EXERCISE: Locate every line in the rows below that contains the string "road" and copy each of those lines. Letter case counts.

DATASET CONTENT:
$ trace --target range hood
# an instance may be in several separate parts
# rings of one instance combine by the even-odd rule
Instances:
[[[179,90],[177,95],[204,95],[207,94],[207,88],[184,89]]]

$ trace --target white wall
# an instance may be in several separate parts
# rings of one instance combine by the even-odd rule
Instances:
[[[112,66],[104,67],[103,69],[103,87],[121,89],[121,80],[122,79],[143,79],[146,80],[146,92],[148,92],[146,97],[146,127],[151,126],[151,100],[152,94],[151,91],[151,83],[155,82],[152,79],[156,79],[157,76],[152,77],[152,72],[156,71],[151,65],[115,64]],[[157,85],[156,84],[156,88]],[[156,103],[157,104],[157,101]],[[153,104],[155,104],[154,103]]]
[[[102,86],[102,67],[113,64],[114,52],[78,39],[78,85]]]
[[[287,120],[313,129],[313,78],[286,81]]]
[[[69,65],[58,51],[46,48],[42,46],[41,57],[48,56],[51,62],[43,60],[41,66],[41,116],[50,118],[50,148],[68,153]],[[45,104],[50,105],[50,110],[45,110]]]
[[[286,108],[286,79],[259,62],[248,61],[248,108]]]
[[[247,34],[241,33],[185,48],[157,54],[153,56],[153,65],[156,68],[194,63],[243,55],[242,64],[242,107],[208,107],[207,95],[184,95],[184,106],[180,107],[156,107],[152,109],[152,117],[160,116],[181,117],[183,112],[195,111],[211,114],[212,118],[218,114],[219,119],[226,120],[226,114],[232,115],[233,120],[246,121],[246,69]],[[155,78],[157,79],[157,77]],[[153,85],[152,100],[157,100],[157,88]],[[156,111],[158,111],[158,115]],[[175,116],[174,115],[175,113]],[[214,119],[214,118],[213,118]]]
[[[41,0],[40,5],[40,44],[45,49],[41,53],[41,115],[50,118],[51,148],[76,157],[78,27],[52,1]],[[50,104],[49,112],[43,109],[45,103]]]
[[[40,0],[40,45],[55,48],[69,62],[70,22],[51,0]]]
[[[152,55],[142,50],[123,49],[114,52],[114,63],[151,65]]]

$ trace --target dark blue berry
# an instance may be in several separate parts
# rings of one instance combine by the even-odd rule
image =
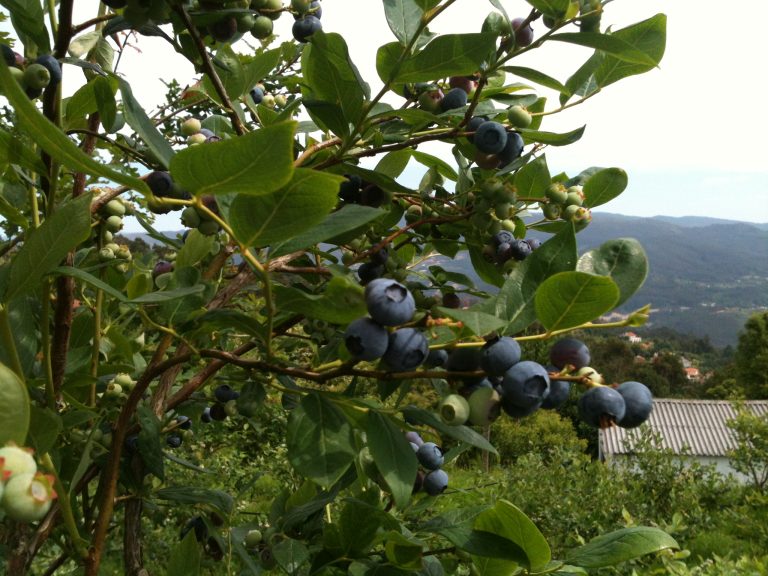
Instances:
[[[483,122],[475,131],[474,144],[484,154],[498,154],[507,145],[507,131],[498,122]]]

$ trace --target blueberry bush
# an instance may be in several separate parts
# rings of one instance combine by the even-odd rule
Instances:
[[[546,125],[655,68],[663,14],[491,0],[479,30],[437,34],[481,3],[384,0],[366,79],[321,1],[104,0],[82,22],[76,3],[0,0],[9,574],[583,574],[677,547],[630,526],[553,556],[512,500],[452,504],[450,479],[495,453],[496,419],[572,394],[595,427],[648,417],[648,389],[569,336],[647,318],[600,320],[645,278],[636,241],[577,249],[627,174],[550,167],[584,127]],[[155,111],[116,72],[145,36],[197,73]],[[591,55],[562,80],[518,64],[557,46]],[[175,237],[154,225],[172,211]],[[133,254],[127,217],[160,248]],[[233,421],[260,441],[196,440]]]

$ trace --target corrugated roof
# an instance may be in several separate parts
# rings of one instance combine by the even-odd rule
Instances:
[[[742,402],[753,413],[768,414],[768,400]],[[640,428],[650,426],[661,437],[662,449],[692,456],[726,456],[736,447],[726,422],[737,415],[737,405],[726,400],[672,400],[654,398],[650,418]],[[629,454],[632,430],[612,426],[600,430],[602,457]]]

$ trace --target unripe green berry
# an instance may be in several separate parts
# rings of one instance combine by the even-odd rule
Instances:
[[[51,73],[42,64],[30,64],[24,70],[24,85],[34,90],[42,90],[51,83]]]
[[[522,106],[512,106],[507,110],[507,119],[515,128],[528,128],[533,121],[533,116]]]
[[[197,118],[187,118],[181,124],[181,133],[184,136],[193,136],[198,134],[201,128],[202,125],[200,124],[200,120]]]
[[[547,186],[544,195],[556,204],[565,204],[568,199],[568,191],[560,182],[552,182]]]

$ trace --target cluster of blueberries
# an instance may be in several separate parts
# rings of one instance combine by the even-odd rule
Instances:
[[[31,448],[13,443],[0,448],[0,513],[34,522],[48,513],[54,498],[53,477],[38,472]]]
[[[61,82],[61,64],[50,54],[43,54],[28,62],[7,44],[0,44],[0,48],[11,76],[24,89],[30,100],[39,98],[47,86],[56,86]]]
[[[587,346],[562,338],[550,349],[551,365],[521,360],[520,345],[508,336],[494,337],[482,348],[457,348],[445,356],[450,372],[482,371],[485,377],[460,378],[458,392],[443,399],[440,415],[448,424],[486,425],[503,410],[513,418],[539,408],[559,408],[569,398],[573,380],[589,386],[578,401],[579,415],[594,427],[639,426],[651,413],[652,395],[640,382],[606,386],[589,367]],[[559,378],[558,378],[559,376]],[[570,379],[564,379],[565,377]]]
[[[444,462],[443,451],[434,442],[424,442],[419,433],[413,430],[406,432],[405,438],[411,443],[422,467],[416,474],[413,493],[424,490],[430,496],[442,494],[448,488],[448,474],[441,468]]]
[[[423,364],[429,345],[421,331],[409,327],[387,330],[413,318],[416,303],[410,291],[395,280],[376,278],[365,287],[365,303],[369,316],[354,320],[344,332],[344,344],[352,359],[381,359],[395,372],[407,372]]]
[[[515,238],[512,232],[501,230],[493,235],[491,244],[483,247],[483,256],[500,265],[510,260],[521,262],[539,246],[541,241],[536,238]]]

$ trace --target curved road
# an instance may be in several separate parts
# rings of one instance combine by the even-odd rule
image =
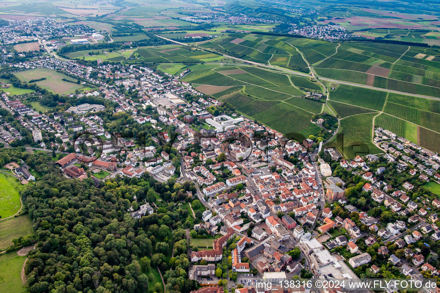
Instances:
[[[166,40],[167,40],[168,41],[169,41],[170,42],[172,42],[173,43],[177,43],[177,44],[180,44],[180,45],[182,45],[183,46],[189,46],[189,45],[188,44],[187,44],[187,43],[181,43],[180,42],[177,42],[177,41],[174,41],[174,40],[170,40],[169,39],[167,39],[166,38],[164,38],[164,37],[161,36],[159,36],[158,35],[155,35],[155,36],[158,36],[158,37],[161,38],[161,39],[163,39]],[[205,52],[209,52],[209,53],[212,53],[212,52],[209,52],[209,51],[206,51],[204,49],[204,48],[200,48],[199,47],[198,47],[198,48],[200,49],[200,50],[201,50],[202,51],[204,51]],[[304,77],[310,77],[311,76],[313,76],[315,77],[315,72],[314,72],[313,71],[311,71],[311,72],[312,72],[312,76],[311,76],[311,75],[310,75],[309,74],[306,74],[305,73],[301,73],[301,72],[298,72],[297,71],[294,71],[293,70],[291,70],[290,69],[286,69],[286,68],[283,68],[282,67],[277,67],[272,66],[272,65],[267,65],[266,64],[263,64],[262,63],[259,63],[257,62],[253,62],[253,61],[249,61],[248,60],[244,60],[243,59],[241,59],[240,58],[237,58],[236,57],[233,57],[231,56],[229,56],[229,55],[226,55],[225,54],[223,54],[223,56],[224,57],[227,57],[227,58],[230,58],[231,59],[235,59],[235,60],[238,60],[238,61],[241,61],[242,62],[247,63],[248,63],[248,64],[254,64],[254,65],[257,65],[258,66],[261,66],[262,67],[266,67],[266,68],[270,68],[270,69],[275,69],[275,70],[280,70],[280,71],[284,71],[285,72],[288,72],[289,73],[291,73],[291,74],[296,74],[297,75],[299,75],[299,76],[304,76]],[[365,87],[366,88],[369,88],[369,89],[370,89],[371,90],[382,90],[382,91],[386,91],[387,90],[386,90],[385,89],[383,89],[383,88],[381,88],[381,87],[371,87],[371,86],[367,86],[367,85],[364,85],[364,84],[359,84],[359,83],[350,83],[350,82],[346,82],[346,81],[341,81],[341,80],[332,80],[332,79],[330,79],[330,78],[326,78],[325,77],[321,77],[321,76],[316,76],[315,77],[315,78],[317,80],[318,80],[318,79],[319,79],[319,80],[326,80],[326,81],[330,81],[330,82],[332,82],[337,83],[343,83],[344,84],[347,84],[347,85],[348,85],[353,86],[354,87]],[[325,88],[325,87],[324,87],[324,88]],[[398,90],[388,90],[390,93],[394,93],[395,94],[403,94],[403,95],[407,95],[407,96],[412,96],[413,97],[417,97],[418,98],[425,98],[431,99],[433,99],[433,100],[440,100],[440,98],[435,98],[434,97],[430,97],[429,96],[425,96],[425,95],[422,95],[422,94],[410,94],[410,93],[406,93],[406,92],[405,92],[399,91]]]

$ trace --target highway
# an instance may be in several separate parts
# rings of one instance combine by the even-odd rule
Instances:
[[[169,39],[167,39],[166,38],[164,38],[164,37],[161,36],[159,36],[158,35],[155,35],[156,36],[158,36],[158,37],[161,38],[161,39],[163,39],[164,40],[167,40],[168,41],[169,41],[170,42],[172,42],[173,43],[177,43],[177,44],[179,44],[180,45],[182,45],[183,46],[190,46],[189,44],[186,43],[181,43],[180,42],[177,42],[177,41],[174,41],[174,40],[170,40]],[[204,48],[203,48],[198,47],[198,46],[196,46],[195,47],[196,47],[198,49],[199,49],[201,50],[202,51],[204,51],[205,52],[209,52],[209,53],[212,53],[212,52],[210,52],[209,51],[206,51],[205,50],[204,50]],[[302,52],[301,52],[301,56],[302,56]],[[234,60],[238,60],[238,61],[241,61],[242,62],[245,62],[245,63],[248,63],[248,64],[253,64],[254,65],[258,65],[258,66],[260,66],[260,67],[265,67],[266,68],[269,68],[269,69],[274,69],[274,70],[279,70],[279,71],[283,71],[284,72],[287,72],[287,73],[290,73],[290,74],[296,74],[297,75],[299,75],[299,76],[304,76],[304,77],[314,77],[315,79],[315,80],[316,80],[318,81],[318,82],[322,85],[322,86],[323,86],[323,87],[324,85],[323,84],[323,83],[320,81],[319,80],[326,80],[326,81],[330,81],[330,82],[331,82],[337,83],[343,83],[344,84],[347,84],[347,85],[348,85],[353,86],[354,86],[354,87],[364,87],[364,88],[365,88],[370,89],[371,90],[382,90],[382,91],[386,91],[388,90],[389,92],[390,92],[390,93],[394,93],[395,94],[403,94],[403,95],[409,95],[409,96],[414,96],[414,97],[417,97],[418,98],[427,98],[427,99],[433,99],[433,100],[440,100],[440,98],[436,98],[436,97],[430,97],[429,96],[425,96],[425,95],[422,95],[422,94],[410,94],[410,93],[405,92],[403,92],[403,91],[400,91],[399,90],[386,90],[385,89],[383,89],[383,88],[381,88],[381,87],[372,87],[372,86],[367,86],[367,85],[364,85],[364,84],[359,84],[358,83],[350,83],[350,82],[346,82],[346,81],[341,81],[341,80],[332,80],[332,79],[330,79],[330,78],[325,78],[325,77],[322,77],[321,76],[315,76],[315,71],[313,70],[313,69],[312,68],[311,66],[310,66],[310,65],[309,65],[309,68],[310,69],[310,72],[311,72],[311,74],[312,74],[311,76],[311,75],[310,74],[307,74],[306,73],[302,73],[302,72],[298,72],[297,71],[294,71],[293,70],[292,70],[288,69],[287,68],[283,68],[282,67],[278,67],[278,66],[275,66],[271,65],[266,65],[266,64],[263,64],[262,63],[258,63],[258,62],[254,62],[253,61],[249,61],[248,60],[245,60],[244,59],[241,59],[240,58],[237,58],[236,57],[232,57],[231,56],[229,56],[229,55],[226,55],[225,54],[223,54],[223,56],[224,57],[227,57],[228,58],[230,58],[231,59],[233,59]],[[304,58],[304,57],[303,58]],[[324,88],[325,88],[324,87]],[[325,90],[324,90],[324,93],[325,92]]]

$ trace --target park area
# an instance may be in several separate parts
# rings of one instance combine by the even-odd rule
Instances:
[[[5,93],[6,93],[8,95],[12,94],[23,94],[33,93],[35,91],[33,90],[28,90],[28,89],[26,88],[15,87],[11,83],[10,80],[4,78],[0,78],[0,83],[3,83],[5,84],[4,87],[2,85],[1,89]]]
[[[20,210],[19,192],[24,187],[15,177],[0,172],[0,216],[6,218]]]
[[[80,84],[77,84],[76,80],[67,76],[45,68],[36,68],[16,72],[15,74],[22,82],[28,82],[31,80],[45,77],[45,80],[35,83],[41,87],[61,94],[74,93],[75,90],[79,90],[83,87]],[[65,81],[62,80],[63,78],[73,82]]]
[[[32,234],[32,221],[27,215],[0,221],[0,251],[12,245],[13,239]]]
[[[199,248],[212,250],[214,240],[206,238],[191,238],[190,244],[191,246],[196,246]]]
[[[422,186],[423,188],[425,188],[433,193],[440,195],[440,184],[437,182],[431,181],[426,182]]]

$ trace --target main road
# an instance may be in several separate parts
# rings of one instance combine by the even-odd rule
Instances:
[[[176,44],[178,44],[179,45],[182,45],[182,46],[190,46],[190,45],[189,44],[187,44],[187,43],[182,43],[181,42],[178,42],[177,41],[175,41],[175,40],[170,40],[169,39],[167,39],[167,38],[161,36],[159,36],[158,35],[155,35],[155,36],[157,36],[158,37],[161,38],[161,39],[163,39],[164,40],[166,40],[167,41],[169,41],[170,42],[172,42],[173,43],[176,43]],[[199,49],[201,50],[202,51],[204,51],[205,52],[208,52],[208,53],[213,53],[212,52],[210,52],[209,51],[207,51],[206,50],[205,50],[204,48],[199,47],[198,46],[195,46],[195,47],[197,47],[198,49]],[[302,55],[302,54],[301,54],[301,55]],[[290,73],[290,74],[296,74],[297,75],[299,75],[299,76],[304,76],[304,77],[315,77],[315,79],[316,80],[318,80],[318,82],[319,82],[321,84],[322,84],[322,83],[320,82],[320,81],[319,81],[319,80],[326,80],[326,81],[330,81],[330,82],[334,82],[334,83],[343,83],[344,84],[347,84],[347,85],[348,85],[353,86],[354,87],[364,87],[365,88],[368,88],[368,89],[372,89],[372,90],[383,90],[383,91],[386,91],[387,90],[388,90],[388,92],[390,92],[390,93],[394,93],[395,94],[403,94],[403,95],[407,95],[407,96],[408,96],[408,95],[409,95],[409,96],[414,96],[414,97],[417,97],[418,98],[427,98],[427,99],[433,99],[433,100],[440,100],[440,98],[436,98],[436,97],[430,97],[429,96],[425,96],[425,95],[423,95],[418,94],[410,94],[409,93],[406,93],[406,92],[405,92],[399,91],[399,90],[386,90],[385,89],[383,89],[383,88],[380,88],[380,87],[372,87],[372,86],[367,86],[367,85],[366,85],[365,84],[359,84],[359,83],[350,83],[350,82],[346,82],[346,81],[340,81],[340,80],[332,80],[332,79],[330,79],[330,78],[325,78],[325,77],[321,77],[320,76],[315,76],[315,72],[313,70],[311,70],[311,72],[312,72],[312,76],[311,76],[310,74],[306,74],[306,73],[302,73],[302,72],[298,72],[297,71],[294,71],[293,70],[289,69],[287,69],[286,68],[283,68],[282,67],[278,67],[278,66],[274,66],[274,65],[268,65],[267,64],[263,64],[262,63],[258,63],[257,62],[254,62],[253,61],[249,61],[249,60],[245,60],[244,59],[241,59],[240,58],[237,58],[236,57],[232,57],[231,56],[229,56],[229,55],[226,55],[226,54],[223,54],[223,56],[224,57],[227,57],[228,58],[230,58],[231,59],[233,59],[234,60],[238,60],[238,61],[241,61],[242,62],[244,62],[245,63],[248,63],[248,64],[253,64],[254,65],[258,65],[259,66],[260,66],[260,67],[265,67],[265,68],[269,68],[269,69],[275,69],[275,70],[279,70],[279,71],[283,71],[284,72],[287,72],[287,73]],[[311,66],[310,66],[310,65],[309,65],[309,68],[310,68],[310,69],[312,68]],[[325,89],[325,88],[324,88],[324,89]],[[324,93],[325,92],[325,89],[324,89]]]

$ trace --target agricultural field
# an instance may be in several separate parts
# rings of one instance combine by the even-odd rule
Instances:
[[[268,110],[254,115],[258,121],[284,134],[299,133],[307,136],[316,134],[320,129],[310,122],[312,114],[282,102]]]
[[[0,221],[0,250],[12,245],[12,239],[33,233],[32,221],[27,215],[22,215]]]
[[[0,172],[0,216],[5,218],[18,211],[20,203],[19,192],[24,185],[15,177]]]
[[[433,152],[440,152],[440,134],[418,127],[417,135],[417,144]]]
[[[258,86],[245,86],[243,91],[245,94],[250,94],[262,100],[282,101],[291,96],[286,94],[275,91]]]
[[[104,53],[105,52],[105,53]],[[89,53],[91,53],[89,54]],[[93,51],[91,50],[83,50],[73,52],[66,54],[66,57],[70,59],[82,59],[86,61],[95,61],[98,59],[109,61],[121,61],[128,56],[116,52],[107,52],[104,51]]]
[[[22,82],[29,81],[31,80],[41,78],[41,76],[46,77],[44,80],[37,81],[35,83],[40,87],[49,90],[59,94],[70,94],[75,92],[77,89],[81,89],[83,87],[76,83],[70,83],[62,80],[62,79],[76,82],[71,78],[62,73],[45,68],[36,68],[25,71],[21,71],[14,73],[16,76]]]
[[[440,195],[440,184],[433,181],[426,182],[422,185],[423,188],[426,188],[433,193]]]
[[[336,114],[341,118],[345,118],[348,116],[356,115],[359,114],[371,113],[374,112],[373,110],[366,109],[365,108],[357,107],[347,104],[343,104],[334,101],[329,101],[329,103],[332,108],[336,111]]]
[[[329,94],[329,99],[381,111],[387,93],[381,90],[341,84]]]
[[[20,293],[27,291],[26,289],[23,287],[22,283],[22,268],[26,257],[26,256],[18,255],[15,251],[0,255],[0,279],[2,292]]]
[[[139,47],[136,52],[144,61],[148,62],[191,63],[216,61],[223,58],[216,54],[200,50],[191,51],[178,45]]]
[[[114,33],[113,34],[116,36],[124,35],[118,36],[112,36],[112,38],[115,42],[136,42],[141,40],[150,39],[150,37],[143,33],[132,33],[132,35],[130,35],[130,34],[115,34]]]
[[[317,83],[312,83],[307,77],[300,77],[297,76],[290,76],[290,80],[296,87],[304,87],[305,89],[322,90],[322,89]]]
[[[319,102],[298,97],[292,97],[284,101],[315,114],[321,112],[323,105]]]
[[[336,80],[349,81],[359,84],[367,84],[368,76],[371,75],[363,72],[345,70],[344,69],[316,68],[315,71],[318,75]],[[373,76],[374,77],[374,76]],[[372,86],[373,84],[368,85]]]
[[[166,19],[149,19],[139,20],[136,22],[136,24],[141,25],[144,28],[151,27],[169,27],[179,26],[193,26],[197,25],[197,24],[193,22],[186,22],[180,19],[173,19],[169,18]]]
[[[372,142],[373,118],[377,115],[361,114],[341,119],[338,135],[334,137],[327,146],[337,147],[348,159],[353,159],[358,155],[381,152]]]
[[[38,42],[32,42],[15,45],[14,49],[18,53],[21,53],[29,51],[38,51],[40,50],[40,44]]]
[[[158,69],[173,75],[180,73],[185,70],[188,65],[182,63],[162,63],[158,65]]]
[[[389,130],[414,143],[418,143],[417,126],[414,123],[382,113],[374,119],[374,125]]]
[[[411,123],[440,132],[440,114],[387,102],[384,112]]]
[[[32,107],[35,109],[35,111],[38,112],[41,111],[43,113],[44,113],[53,110],[51,108],[46,107],[46,106],[43,106],[40,103],[40,102],[31,102],[30,104],[32,105]]]
[[[413,38],[414,39],[414,38]],[[440,58],[429,48],[395,44],[344,44],[315,64],[323,77],[410,94],[440,95]]]
[[[391,103],[440,114],[440,101],[437,100],[390,93],[387,101]]]
[[[13,94],[28,94],[29,93],[33,93],[35,91],[33,90],[29,90],[28,89],[20,88],[15,87],[11,83],[9,80],[6,80],[4,78],[0,78],[0,83],[3,83],[7,85],[9,87],[7,88],[1,87],[0,90],[3,90],[5,93],[9,93],[8,95]]]
[[[286,37],[276,37],[279,40],[275,40],[273,36],[260,34],[230,34],[227,36],[220,36],[204,42],[200,46],[213,50],[220,48],[234,52],[242,59],[254,62],[285,67],[307,66],[301,54],[293,46],[287,41],[280,40]],[[228,54],[227,51],[226,53]]]
[[[245,96],[240,91],[231,93],[219,98],[222,101],[227,101],[235,107],[235,109],[246,116],[254,115],[263,112],[280,102],[278,101],[262,101]]]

RIGHT ANSWER:
$ trace --target curved road
$ trace --target main road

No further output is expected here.